**What you have to do**. Only the lines from the one with "Each matching instance of the man's boot" onward are wanted, through the last line of the entries, set down exactly.
START
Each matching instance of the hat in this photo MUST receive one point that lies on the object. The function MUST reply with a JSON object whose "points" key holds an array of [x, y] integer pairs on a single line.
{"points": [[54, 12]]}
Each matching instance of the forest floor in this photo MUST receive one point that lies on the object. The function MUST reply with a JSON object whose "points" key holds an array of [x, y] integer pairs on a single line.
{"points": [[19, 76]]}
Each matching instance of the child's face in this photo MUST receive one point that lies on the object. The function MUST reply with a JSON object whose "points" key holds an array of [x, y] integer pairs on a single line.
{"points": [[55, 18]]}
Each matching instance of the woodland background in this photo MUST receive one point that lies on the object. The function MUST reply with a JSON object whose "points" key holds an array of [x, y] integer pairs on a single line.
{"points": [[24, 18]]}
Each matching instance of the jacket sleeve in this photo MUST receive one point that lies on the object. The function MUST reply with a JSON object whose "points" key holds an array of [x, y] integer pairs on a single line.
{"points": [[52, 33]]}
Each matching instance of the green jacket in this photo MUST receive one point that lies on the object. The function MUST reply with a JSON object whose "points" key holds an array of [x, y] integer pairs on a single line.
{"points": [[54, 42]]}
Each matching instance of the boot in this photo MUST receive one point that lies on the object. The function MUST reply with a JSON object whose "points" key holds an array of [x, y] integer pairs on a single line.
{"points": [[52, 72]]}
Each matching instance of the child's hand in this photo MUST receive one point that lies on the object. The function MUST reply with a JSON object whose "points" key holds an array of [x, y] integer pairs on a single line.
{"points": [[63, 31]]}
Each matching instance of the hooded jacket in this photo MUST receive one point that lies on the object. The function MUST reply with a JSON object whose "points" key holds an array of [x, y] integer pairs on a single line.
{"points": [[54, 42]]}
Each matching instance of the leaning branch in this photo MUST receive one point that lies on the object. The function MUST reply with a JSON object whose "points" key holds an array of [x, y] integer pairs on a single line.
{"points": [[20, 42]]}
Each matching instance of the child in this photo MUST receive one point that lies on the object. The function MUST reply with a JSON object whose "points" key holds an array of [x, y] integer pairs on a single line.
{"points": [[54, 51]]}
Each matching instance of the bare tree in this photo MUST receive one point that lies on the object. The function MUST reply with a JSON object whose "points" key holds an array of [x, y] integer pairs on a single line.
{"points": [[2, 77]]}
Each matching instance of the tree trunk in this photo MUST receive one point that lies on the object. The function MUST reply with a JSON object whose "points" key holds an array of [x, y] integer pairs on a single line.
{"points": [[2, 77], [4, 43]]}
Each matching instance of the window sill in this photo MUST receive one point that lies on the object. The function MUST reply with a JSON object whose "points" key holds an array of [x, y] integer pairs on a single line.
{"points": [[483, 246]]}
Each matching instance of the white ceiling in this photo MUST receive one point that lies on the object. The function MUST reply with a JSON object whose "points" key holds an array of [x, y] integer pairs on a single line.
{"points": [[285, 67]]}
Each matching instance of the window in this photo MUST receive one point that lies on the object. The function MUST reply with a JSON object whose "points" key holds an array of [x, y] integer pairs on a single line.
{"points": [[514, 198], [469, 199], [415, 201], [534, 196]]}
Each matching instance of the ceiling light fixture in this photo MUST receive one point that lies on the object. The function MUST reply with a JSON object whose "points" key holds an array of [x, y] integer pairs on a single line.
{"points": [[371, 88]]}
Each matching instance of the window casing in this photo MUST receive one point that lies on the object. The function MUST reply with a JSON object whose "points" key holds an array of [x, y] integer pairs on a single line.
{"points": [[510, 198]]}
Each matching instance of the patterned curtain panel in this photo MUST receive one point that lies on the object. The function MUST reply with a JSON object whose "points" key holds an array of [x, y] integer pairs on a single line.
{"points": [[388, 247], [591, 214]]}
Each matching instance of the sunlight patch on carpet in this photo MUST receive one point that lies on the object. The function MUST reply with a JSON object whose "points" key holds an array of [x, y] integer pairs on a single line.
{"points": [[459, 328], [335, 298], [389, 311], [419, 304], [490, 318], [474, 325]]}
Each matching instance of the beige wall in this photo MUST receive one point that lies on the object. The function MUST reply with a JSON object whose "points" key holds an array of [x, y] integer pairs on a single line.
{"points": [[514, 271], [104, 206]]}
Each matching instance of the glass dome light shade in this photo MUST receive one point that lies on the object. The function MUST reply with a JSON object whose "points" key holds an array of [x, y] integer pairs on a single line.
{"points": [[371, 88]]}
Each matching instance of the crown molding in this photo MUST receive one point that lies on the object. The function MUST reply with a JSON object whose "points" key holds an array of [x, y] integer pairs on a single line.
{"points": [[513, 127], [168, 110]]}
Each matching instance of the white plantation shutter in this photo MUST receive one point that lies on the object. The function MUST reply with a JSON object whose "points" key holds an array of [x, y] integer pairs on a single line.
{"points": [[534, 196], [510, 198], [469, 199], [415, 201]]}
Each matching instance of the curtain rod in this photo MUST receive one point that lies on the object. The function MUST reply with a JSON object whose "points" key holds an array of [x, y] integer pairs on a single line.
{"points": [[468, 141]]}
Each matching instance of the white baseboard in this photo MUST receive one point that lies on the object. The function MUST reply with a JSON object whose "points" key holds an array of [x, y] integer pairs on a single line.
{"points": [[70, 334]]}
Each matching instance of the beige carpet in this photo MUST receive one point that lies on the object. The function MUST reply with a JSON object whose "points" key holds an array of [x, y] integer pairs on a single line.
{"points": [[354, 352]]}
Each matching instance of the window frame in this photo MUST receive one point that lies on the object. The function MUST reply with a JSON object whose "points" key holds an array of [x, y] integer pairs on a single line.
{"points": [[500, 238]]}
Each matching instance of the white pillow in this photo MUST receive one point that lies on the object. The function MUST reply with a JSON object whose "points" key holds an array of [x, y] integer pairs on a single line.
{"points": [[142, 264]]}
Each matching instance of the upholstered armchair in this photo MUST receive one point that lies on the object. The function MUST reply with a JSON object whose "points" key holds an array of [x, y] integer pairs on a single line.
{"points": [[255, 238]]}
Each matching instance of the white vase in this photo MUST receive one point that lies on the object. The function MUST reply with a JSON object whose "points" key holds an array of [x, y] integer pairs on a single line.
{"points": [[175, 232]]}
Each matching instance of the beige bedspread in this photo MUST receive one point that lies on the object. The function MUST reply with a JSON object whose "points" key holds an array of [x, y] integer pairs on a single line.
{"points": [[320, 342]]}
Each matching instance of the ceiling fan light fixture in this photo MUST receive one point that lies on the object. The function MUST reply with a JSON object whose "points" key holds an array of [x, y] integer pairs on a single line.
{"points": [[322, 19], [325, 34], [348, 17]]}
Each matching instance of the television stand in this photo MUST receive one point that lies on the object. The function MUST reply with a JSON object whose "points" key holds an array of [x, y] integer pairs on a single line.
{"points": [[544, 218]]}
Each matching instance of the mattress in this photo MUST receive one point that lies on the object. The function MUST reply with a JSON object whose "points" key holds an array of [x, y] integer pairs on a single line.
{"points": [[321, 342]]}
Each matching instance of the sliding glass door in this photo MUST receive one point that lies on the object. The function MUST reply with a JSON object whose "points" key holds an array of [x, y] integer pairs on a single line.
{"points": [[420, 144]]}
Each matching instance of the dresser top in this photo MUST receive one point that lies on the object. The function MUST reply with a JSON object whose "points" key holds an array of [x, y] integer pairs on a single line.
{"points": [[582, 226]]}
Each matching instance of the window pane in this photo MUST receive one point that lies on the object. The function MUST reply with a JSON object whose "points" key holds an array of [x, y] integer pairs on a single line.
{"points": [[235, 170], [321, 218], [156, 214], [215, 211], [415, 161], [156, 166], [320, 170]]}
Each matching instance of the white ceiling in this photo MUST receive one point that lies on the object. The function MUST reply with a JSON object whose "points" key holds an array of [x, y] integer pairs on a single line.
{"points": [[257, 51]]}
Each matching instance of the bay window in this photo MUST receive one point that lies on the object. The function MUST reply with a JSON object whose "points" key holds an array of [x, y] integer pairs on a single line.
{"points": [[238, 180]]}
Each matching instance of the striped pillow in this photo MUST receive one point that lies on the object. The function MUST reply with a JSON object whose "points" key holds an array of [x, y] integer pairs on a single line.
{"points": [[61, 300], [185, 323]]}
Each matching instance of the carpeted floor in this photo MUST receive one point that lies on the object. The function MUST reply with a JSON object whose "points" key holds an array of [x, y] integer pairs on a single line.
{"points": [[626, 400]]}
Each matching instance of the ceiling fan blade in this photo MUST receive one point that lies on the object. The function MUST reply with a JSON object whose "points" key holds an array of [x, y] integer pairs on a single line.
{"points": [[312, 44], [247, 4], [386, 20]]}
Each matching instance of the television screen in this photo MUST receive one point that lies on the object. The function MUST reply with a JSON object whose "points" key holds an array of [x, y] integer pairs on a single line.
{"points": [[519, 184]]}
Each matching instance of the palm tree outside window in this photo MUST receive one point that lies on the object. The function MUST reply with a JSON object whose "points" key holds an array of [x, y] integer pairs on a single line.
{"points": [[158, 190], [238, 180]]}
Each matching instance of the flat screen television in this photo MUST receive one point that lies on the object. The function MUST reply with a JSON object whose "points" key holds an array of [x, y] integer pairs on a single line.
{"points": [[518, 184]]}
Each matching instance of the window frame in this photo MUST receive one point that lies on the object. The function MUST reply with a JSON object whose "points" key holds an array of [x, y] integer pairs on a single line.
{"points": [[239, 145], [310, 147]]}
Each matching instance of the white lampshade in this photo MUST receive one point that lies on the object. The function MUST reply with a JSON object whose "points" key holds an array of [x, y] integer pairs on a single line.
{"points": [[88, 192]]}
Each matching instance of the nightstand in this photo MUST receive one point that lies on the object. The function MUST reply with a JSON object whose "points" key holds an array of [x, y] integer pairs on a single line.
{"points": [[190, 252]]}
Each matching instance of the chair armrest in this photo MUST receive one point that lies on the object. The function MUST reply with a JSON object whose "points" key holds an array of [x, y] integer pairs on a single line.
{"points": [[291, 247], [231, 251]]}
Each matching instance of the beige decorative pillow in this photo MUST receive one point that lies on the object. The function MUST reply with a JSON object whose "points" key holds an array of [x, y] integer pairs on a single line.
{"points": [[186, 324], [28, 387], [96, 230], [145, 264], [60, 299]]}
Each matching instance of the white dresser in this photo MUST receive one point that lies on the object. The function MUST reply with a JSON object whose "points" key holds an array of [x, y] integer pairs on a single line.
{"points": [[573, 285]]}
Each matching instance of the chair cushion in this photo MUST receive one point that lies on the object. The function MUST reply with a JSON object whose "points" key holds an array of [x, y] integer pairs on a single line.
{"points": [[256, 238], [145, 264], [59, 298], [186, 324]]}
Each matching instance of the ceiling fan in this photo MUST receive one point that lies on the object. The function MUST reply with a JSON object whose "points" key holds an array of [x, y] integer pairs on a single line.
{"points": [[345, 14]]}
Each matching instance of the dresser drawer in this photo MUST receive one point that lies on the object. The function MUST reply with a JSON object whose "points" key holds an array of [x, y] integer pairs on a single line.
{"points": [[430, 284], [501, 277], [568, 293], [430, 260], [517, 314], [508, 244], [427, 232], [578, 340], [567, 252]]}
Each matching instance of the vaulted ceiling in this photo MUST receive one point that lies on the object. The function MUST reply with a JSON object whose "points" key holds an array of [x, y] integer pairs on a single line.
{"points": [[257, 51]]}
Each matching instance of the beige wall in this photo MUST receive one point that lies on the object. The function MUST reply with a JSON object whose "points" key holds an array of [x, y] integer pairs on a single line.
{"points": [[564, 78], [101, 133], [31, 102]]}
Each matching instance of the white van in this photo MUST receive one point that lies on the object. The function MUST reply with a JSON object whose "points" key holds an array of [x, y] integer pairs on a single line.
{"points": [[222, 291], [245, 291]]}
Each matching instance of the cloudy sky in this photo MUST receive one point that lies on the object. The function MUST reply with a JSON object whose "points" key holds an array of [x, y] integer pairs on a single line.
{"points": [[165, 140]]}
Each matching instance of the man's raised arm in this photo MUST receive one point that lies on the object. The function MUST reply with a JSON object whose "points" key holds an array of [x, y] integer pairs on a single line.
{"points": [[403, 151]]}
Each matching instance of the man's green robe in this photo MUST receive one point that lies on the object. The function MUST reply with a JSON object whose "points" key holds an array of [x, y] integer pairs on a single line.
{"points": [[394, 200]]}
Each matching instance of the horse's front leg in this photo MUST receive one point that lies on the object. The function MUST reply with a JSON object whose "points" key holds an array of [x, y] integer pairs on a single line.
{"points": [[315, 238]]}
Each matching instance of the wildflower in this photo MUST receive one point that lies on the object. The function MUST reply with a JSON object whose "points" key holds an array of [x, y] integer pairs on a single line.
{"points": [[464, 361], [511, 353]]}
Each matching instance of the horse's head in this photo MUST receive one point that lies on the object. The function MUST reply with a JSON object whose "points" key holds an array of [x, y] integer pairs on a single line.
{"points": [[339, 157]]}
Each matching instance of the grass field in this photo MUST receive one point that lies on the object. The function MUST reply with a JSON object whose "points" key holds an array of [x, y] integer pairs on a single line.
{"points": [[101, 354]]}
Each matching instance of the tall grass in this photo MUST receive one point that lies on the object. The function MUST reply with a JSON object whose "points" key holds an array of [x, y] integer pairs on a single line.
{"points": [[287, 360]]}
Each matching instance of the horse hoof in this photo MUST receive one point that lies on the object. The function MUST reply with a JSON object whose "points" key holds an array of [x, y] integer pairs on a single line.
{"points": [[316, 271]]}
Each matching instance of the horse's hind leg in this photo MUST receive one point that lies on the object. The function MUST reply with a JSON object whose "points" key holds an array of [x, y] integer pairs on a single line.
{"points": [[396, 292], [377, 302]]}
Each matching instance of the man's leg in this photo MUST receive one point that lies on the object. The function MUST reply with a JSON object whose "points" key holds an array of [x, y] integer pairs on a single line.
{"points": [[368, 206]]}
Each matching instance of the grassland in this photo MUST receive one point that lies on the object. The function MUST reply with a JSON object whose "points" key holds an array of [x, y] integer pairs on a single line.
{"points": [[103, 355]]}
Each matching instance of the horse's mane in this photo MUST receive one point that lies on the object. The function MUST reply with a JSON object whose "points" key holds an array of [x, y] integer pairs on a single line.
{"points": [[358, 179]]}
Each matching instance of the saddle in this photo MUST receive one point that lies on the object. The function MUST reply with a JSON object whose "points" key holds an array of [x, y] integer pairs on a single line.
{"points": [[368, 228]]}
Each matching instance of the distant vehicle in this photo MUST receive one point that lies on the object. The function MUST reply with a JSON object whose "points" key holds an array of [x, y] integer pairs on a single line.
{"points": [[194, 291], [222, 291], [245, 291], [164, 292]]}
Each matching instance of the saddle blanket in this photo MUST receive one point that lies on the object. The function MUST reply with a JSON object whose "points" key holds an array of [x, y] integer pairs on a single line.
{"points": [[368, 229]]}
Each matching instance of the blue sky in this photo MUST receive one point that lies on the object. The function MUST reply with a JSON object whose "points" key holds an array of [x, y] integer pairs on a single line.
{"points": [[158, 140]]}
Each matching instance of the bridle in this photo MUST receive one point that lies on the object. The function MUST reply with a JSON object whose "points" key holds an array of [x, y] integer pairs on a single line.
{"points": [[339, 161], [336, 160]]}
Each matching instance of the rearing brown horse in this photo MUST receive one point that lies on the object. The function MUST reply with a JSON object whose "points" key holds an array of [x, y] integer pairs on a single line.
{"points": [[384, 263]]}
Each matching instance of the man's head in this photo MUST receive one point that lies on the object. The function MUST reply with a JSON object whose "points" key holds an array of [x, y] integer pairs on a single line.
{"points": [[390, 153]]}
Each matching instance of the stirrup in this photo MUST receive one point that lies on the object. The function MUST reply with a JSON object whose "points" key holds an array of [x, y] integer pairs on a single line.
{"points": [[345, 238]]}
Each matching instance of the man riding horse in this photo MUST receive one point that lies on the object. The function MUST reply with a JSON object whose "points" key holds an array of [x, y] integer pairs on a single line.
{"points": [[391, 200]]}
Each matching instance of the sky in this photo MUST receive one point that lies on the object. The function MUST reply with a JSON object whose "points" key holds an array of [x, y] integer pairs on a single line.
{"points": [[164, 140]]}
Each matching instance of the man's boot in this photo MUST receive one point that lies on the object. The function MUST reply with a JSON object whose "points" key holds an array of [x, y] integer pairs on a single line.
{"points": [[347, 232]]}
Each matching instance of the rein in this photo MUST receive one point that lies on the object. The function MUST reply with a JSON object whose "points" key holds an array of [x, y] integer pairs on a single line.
END
**Task result**.
Each matching instance of the man's boot in this photo MUST receive one point that lies on the object. The function MUST reply with a JSON object whose "points" key holds an array of [x, y] integer pairs on a single line.
{"points": [[347, 232]]}
Each matching instance of the rein in this photo MUST receive one point that lies on the object. The function MUST reply with a JSON object whose "points" key holds an array of [x, y] integer pairs on a single line.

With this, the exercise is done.